=== Input for this task ===
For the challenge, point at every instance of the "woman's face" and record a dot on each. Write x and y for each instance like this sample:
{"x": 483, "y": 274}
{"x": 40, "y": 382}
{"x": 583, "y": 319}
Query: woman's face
===
(Assignment): Keeping every word in place, restate the entries above.

(Response area):
For the challenge, point at every instance of the "woman's face" and record a dot on each. Write x and y for each instance like this sample:
{"x": 483, "y": 274}
{"x": 40, "y": 382}
{"x": 583, "y": 319}
Query: woman's face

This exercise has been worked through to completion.